EXERCISE TASK: Extract every line of the records below that contains the string "grassy", treating uppercase and lowercase letters as distinct.

* begin RECORDS FOR THE TASK *

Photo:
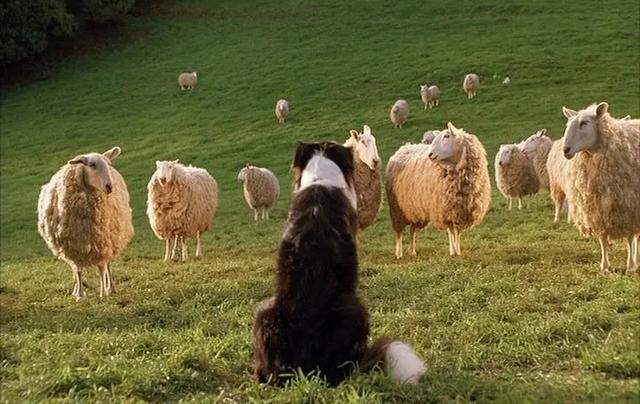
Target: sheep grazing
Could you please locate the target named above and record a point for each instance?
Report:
(430, 95)
(181, 203)
(537, 147)
(399, 113)
(515, 174)
(188, 80)
(85, 218)
(261, 189)
(367, 175)
(445, 183)
(605, 196)
(282, 110)
(471, 85)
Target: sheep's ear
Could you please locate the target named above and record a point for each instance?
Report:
(601, 109)
(568, 113)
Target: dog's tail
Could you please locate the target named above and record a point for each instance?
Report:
(397, 359)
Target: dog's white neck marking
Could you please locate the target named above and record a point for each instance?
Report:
(324, 172)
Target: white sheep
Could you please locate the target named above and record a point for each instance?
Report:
(445, 183)
(367, 175)
(399, 113)
(188, 80)
(430, 95)
(261, 189)
(605, 196)
(471, 85)
(282, 110)
(85, 218)
(181, 203)
(515, 174)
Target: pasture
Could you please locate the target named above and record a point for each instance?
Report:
(522, 316)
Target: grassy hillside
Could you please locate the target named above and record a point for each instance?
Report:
(522, 316)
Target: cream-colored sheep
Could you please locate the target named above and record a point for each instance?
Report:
(261, 189)
(471, 85)
(399, 113)
(181, 203)
(282, 110)
(85, 218)
(367, 175)
(430, 95)
(605, 197)
(515, 174)
(445, 183)
(188, 80)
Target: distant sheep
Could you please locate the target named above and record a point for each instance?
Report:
(181, 203)
(282, 110)
(515, 174)
(85, 218)
(367, 176)
(261, 189)
(399, 113)
(188, 80)
(471, 85)
(605, 196)
(430, 95)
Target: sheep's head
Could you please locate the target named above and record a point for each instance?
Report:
(96, 173)
(166, 171)
(581, 132)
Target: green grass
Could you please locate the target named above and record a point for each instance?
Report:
(522, 316)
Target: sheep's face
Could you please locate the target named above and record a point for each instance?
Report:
(96, 171)
(581, 132)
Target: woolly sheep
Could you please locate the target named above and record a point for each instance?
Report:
(515, 175)
(605, 196)
(537, 147)
(85, 218)
(261, 189)
(430, 95)
(471, 85)
(399, 113)
(367, 176)
(445, 183)
(181, 203)
(188, 80)
(282, 110)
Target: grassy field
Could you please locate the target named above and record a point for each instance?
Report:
(522, 316)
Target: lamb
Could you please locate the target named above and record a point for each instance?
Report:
(430, 95)
(605, 196)
(515, 174)
(188, 80)
(399, 113)
(537, 147)
(84, 216)
(471, 85)
(282, 110)
(367, 175)
(181, 203)
(445, 183)
(261, 189)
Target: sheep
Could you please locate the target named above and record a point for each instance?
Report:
(605, 194)
(261, 189)
(445, 183)
(399, 113)
(282, 110)
(515, 174)
(430, 95)
(367, 175)
(84, 216)
(181, 203)
(188, 80)
(471, 85)
(537, 147)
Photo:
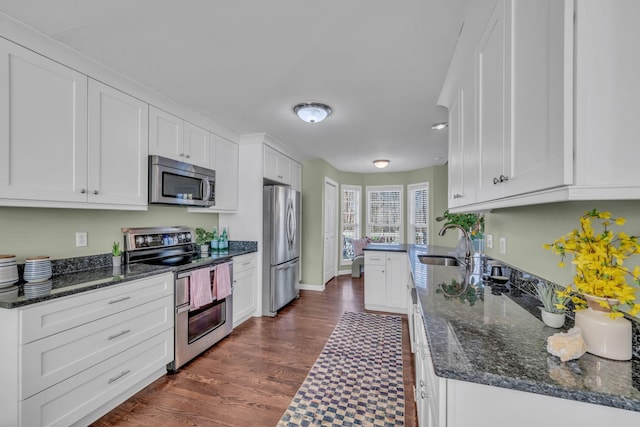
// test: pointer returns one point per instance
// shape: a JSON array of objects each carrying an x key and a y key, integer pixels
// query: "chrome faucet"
[{"x": 467, "y": 240}]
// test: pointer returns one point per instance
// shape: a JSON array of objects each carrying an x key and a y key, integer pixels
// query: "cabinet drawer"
[
  {"x": 80, "y": 395},
  {"x": 53, "y": 359},
  {"x": 374, "y": 258},
  {"x": 243, "y": 263},
  {"x": 41, "y": 320}
]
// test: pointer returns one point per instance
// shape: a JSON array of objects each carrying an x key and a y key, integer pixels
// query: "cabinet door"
[
  {"x": 270, "y": 163},
  {"x": 276, "y": 166},
  {"x": 244, "y": 288},
  {"x": 296, "y": 176},
  {"x": 396, "y": 281},
  {"x": 469, "y": 138},
  {"x": 43, "y": 128},
  {"x": 491, "y": 92},
  {"x": 118, "y": 146},
  {"x": 166, "y": 134},
  {"x": 197, "y": 142},
  {"x": 455, "y": 157},
  {"x": 541, "y": 96},
  {"x": 225, "y": 162}
]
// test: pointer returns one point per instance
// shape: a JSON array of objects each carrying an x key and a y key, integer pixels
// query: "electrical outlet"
[
  {"x": 503, "y": 245},
  {"x": 81, "y": 239}
]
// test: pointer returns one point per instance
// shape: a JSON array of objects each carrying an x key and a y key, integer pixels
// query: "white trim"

* end RECORDS FOR THE TASK *

WRITTEN RESPONSE:
Target: grassy hillside
Target: grassy field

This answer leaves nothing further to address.